WHAT YOU ARE ASKED TO DO:
The entries are to be returned exactly, with images left out.

DATASET RECORDS:
※

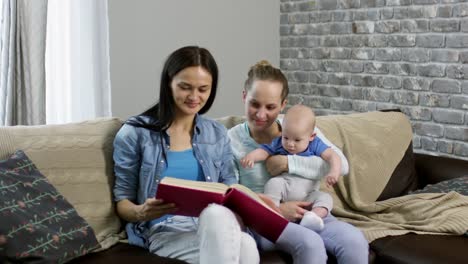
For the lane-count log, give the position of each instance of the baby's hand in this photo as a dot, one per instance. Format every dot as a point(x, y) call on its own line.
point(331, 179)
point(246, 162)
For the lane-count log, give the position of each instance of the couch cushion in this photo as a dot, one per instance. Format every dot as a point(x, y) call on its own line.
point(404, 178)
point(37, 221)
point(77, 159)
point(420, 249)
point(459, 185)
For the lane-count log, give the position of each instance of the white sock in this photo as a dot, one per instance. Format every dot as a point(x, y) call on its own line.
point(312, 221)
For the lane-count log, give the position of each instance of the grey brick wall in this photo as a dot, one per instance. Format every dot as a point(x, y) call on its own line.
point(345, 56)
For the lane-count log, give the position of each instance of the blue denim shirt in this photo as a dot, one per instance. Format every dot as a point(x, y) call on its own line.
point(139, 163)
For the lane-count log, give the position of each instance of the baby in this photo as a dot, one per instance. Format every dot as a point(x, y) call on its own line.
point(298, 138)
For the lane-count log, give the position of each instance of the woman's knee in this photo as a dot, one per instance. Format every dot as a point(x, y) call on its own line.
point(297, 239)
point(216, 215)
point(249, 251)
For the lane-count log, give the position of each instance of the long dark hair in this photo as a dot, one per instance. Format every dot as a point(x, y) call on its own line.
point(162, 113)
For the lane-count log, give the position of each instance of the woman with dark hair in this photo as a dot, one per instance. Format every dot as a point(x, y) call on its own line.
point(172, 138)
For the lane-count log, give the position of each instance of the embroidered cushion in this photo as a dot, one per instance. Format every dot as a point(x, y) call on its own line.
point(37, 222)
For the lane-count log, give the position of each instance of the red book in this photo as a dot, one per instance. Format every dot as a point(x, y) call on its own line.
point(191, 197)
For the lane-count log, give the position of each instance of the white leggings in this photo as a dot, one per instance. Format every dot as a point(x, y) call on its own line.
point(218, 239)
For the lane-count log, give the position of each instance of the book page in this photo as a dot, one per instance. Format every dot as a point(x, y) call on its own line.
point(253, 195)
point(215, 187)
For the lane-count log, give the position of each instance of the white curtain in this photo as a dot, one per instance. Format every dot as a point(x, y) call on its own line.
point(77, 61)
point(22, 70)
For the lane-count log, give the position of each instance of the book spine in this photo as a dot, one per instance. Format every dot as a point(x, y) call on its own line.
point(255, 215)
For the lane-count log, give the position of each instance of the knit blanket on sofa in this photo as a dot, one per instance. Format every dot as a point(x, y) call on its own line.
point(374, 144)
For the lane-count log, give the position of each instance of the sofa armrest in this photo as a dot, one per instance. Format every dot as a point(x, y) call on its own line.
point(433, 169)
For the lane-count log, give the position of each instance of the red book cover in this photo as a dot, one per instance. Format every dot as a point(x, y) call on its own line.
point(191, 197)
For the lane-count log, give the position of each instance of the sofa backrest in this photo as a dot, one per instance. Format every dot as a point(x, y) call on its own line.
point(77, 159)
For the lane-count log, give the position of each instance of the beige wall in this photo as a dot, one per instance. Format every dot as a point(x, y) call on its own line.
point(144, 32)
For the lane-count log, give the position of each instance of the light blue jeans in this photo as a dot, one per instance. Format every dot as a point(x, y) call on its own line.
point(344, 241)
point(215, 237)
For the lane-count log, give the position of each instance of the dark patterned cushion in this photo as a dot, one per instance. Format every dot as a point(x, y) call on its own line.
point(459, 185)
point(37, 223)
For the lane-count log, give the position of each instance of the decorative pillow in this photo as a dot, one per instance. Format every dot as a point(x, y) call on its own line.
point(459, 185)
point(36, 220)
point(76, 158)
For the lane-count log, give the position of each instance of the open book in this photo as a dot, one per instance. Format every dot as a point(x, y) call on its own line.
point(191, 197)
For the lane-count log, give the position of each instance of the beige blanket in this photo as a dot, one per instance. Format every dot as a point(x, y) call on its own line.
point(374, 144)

※

SOLUTION FOR THIS PROBLEM:
For the lane-count log, give the position of each instance of the baby's hand in this photo as a dot, one per instance. Format every dot as a point(x, y) call on its own line.
point(331, 179)
point(246, 162)
For the lane-count log, give the position of each instance of the couch cushion in this photo as a dot, one per instance. Format every dot as a point(x, y) call on its own line.
point(404, 178)
point(37, 221)
point(77, 159)
point(420, 249)
point(459, 185)
For the lane-count log, give the position of each instance of the white sock in this photo as a dot, one per instance. Format every dot as a point(x, y) call on its own line.
point(312, 221)
For the lane-count log, give the position of each instance of the grey brick wall in this photo as a dot, one per instance. Format every dot as a point(x, y) call on its own line.
point(345, 56)
For the lane-count log, give the position of each instance of the blue denim shirt in this photo as a dot, one per instance. Format every dot as a point(x, y) call on its own line.
point(139, 163)
For the lane-count log, give the position of each instance of the baby in this photo as a dot, one per instance. Format every dot as a point(x, y) call on its own line.
point(298, 138)
For the lane-count log, give the position of each instance of the woman's knee in this photo as a dot, one per instance. Format every dot as a point(x, y) call on its own line.
point(297, 239)
point(216, 215)
point(249, 251)
For the lane-count log, give the position of each instance of the long dark hair in this photo as a dot, one per instance. Format every dot as a point(x, y) call on its own line.
point(162, 113)
For the lane-count log, give the position of each instance of the woman with dark hair in this photo as a dot, one per instance. Format every dot as a point(x, y) call on its own line.
point(172, 138)
For the lane-count log, give the position of each instance of the embroidered cushion in this photo as a dot, one per instance. Format every dot as a point(x, y) call on its own line.
point(37, 222)
For the lane-count log, give the position of each instance of the red book in this photo as a dot, one per instance. Format every dot as a point(x, y) call on its own line.
point(191, 197)
For the lane-count log, give the position of each instance of the white leggings in this photo as a dot, one per instance. Format every dot as a point(x, y) call on its own line.
point(218, 239)
For the lane-count log, give the position of each instance of the book page in this photo as a dot, one per instance. Format every dot as a point(x, y) call on its own line.
point(253, 195)
point(215, 187)
For the lane-count log, give the position of each instance of the white curtain in this photo as a dot, one per instance. Format every dot as a point(x, y) call on its own line.
point(77, 61)
point(22, 70)
For the lane-count log, give the position of each instance of the book spine in this photo as a dot, one per instance. Format every dot as a point(x, y) call on its own line.
point(255, 215)
For the lane-count log, give the position of each instance of the knit blanket on sofa in this photo as a dot, one per instance. Format every dot as a point(x, y) call on its own line.
point(374, 144)
For the lane-count log, give the position of each instance of the sofa armrest in this photo as a dot, one per instance. Format every dot as a point(x, y) call on its own line.
point(433, 169)
For the lane-count log, give the position of each instance of the red book cover in this photo as a dot, one per instance. Format every dot as a point(x, y) call on its own line.
point(191, 197)
For the lane-count log, give the position of each instance of the sofa backrest in this photo as a dot, one per instance. Format every dot as a point(x, y) call on its own line.
point(77, 159)
For the lane-count log, give the position of each instance of the beige wall in this photo as a dot, one per instance. Format every dot as a point(x, y) call on its own line.
point(144, 32)
For the lane-count log, give the position of each instance of the light blue jeans in this photo as a dot, one per instance. Format every dot as a point(x, y) call on its own line.
point(344, 241)
point(215, 237)
For the lane-count log, give the position of each instance of the dark patterned cushion in this photo as a dot, one per instance. Format every dot as a point(x, y) call on its own line.
point(459, 185)
point(37, 223)
For the lane-count log, give the position of each instance of the decorative pillow in this photo as a dot, one per instance. Format every dot as a point(x, y) call on its own line.
point(459, 185)
point(36, 220)
point(76, 158)
For the lane-count log, give the position of each instance of the open book in this photo as a dot, one per instance. Format every dot as a point(x, y) call on its own line.
point(191, 197)
For the lane-count log, give the position of each instance of the beige blanket in this photo as a dot, one per instance. Format every dot as a point(x, y) call on its own line.
point(374, 144)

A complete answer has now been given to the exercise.